■ **Page excerpt**:
★ ★ ★ ★ ★ ★ ★

Job Description:
We are looking for a highly skilled Data Engineer with experience in building and managing data systems, responsible for designing and maintaining scalable data pipelines, enabling efficient data ingestion, storage, and processing across various platforms, while also optimizing data for analytical workloads.
Key Responsibilities:
- Design and develop data pipelines: Create and manage scalable ETL/ELT pipelines, ensuring efficient data flow into SQL Server, ClickHouse, and MinIO.
- Data lake and warehouse management: Architect and maintain data storage solutions using MinIO for object storage and ClickHouse for analytical queries, ensuring optimal performance for large-scale datasets.
- Big data processing: Implement and optimize real-time and batch data processing workflows using Kafka, Apache Flink, and SQL Server.
- OLAP systems: Develop and manage OLAP systems using ClickHouse and SQL Server to support high-performance analytical queries.
- Data governance and security: Implement and enforce best practices for data security, integrity, and governance.
- Collaboration: Partner with data scientists, analysts, and stakeholders to ensure that data infrastructure meets the needs of business-critical analytics.
- Automation and orchestration: Use Apache Airflow to orchestrate and automate data workflows, ensuring the reliability and scalability of data pipelines.
Qualifications:
- Education: Bachelor’s or Master’s degree in Computer Science, Engineering, or a related field.
- Experience:
- 2+ years of experience in data engineering.
- Experience in building and managing OLAP systems for large-scale analytical workloads.
- Experience in working with both SQL and NoSQL databases.
- Advanced Python and SQL programming skills for data processing and automation.
- Skills:
- Expertise in designing and maintaining data lakes and warehouses, particularly with SQL Server, ClickHouse, and MinIO.
- Strong understanding of OLAP system optimization and performance tuning.
- Experience with ETL/ELT development using Python and orchestration tools like Apache Airflow.
- Familiarity with CI/CD pipelines and version control for managing data engineering projects.
- Solid understanding of stream data processing frameworks for data ingestion and transformation.
- Familiarity with data governance, security, and compliance best practices.
- Experience with Docker for containerization and Kubernetes for orchestration.
- Strong problem-solving skills and the ability to work effectively in a collaborative environment.
Preferred Qualifications:
- Experience with distributed storage systems and large-scale data infrastructure.
- Certifications in SQL Server, Kafka, or other relevant technologies.
- Experience in database administration (DBA).
- Familiarity or experience with AI and ML.
Benefits:
- Competitive salary with performance-based bonuses.
- Comprehensive health and wellness benefits.
- Opportunities for professional development and career growth.
- Flexible working environment.

★ ★ ★ ★ ★ ★ ★

■ **Challenge 1**: Rewrite the job description between "- Advanced Python" and "ingestion and transformation.", inclusive, changing "Python" to "Scala" wherever it occurs.
■ **Challenge 2**: Copy out the records between the line holding "Indicate one point for each instance of the potato" and the end of the records, inclusive.
The job description and the records are unrelated material.

■ **The input**:
★ ★ ★ ★ ★ ★ ★

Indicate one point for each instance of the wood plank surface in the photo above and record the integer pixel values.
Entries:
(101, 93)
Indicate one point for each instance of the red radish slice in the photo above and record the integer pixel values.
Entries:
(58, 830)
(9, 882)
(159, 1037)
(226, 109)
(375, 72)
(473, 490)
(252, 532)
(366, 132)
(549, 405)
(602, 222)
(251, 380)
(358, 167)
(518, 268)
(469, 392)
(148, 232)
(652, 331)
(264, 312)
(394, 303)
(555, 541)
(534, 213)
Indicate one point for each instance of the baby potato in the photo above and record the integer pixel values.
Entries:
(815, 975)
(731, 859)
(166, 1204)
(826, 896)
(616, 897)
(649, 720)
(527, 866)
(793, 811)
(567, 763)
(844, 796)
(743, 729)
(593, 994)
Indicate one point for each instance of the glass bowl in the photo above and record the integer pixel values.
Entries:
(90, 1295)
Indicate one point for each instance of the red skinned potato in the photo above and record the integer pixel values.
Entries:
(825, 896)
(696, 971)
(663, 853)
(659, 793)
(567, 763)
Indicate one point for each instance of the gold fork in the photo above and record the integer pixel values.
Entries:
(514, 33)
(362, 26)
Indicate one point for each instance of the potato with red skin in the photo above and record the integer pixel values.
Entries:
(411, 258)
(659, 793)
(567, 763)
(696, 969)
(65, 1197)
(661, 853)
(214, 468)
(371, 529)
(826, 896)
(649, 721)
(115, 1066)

★ ★ ★ ★ ★ ★ ★

■ **Correct result 1**:
- Advanced Scala and SQL programming skills for data processing and automation.
- Skills:
- Expertise in designing and maintaining data lakes and warehouses, particularly with SQL Server, ClickHouse, and MinIO.
- Strong understanding of OLAP system optimization and performance tuning.
- Experience with ETL/ELT development using Scala and orchestration tools like Apache Airflow.
- Familiarity with CI/CD pipelines and version control for managing data engineering projects.
- Solid understanding of stream data processing frameworks for data ingestion and transformation.

■ **Correct result 2**:
Indicate one point for each instance of the potato with red skin in the photo above and record the integer pixel values.
Entries:
(411, 258)
(659, 793)
(567, 763)
(696, 969)
(65, 1197)
(661, 853)
(214, 468)
(371, 529)
(826, 896)
(649, 721)
(115, 1066)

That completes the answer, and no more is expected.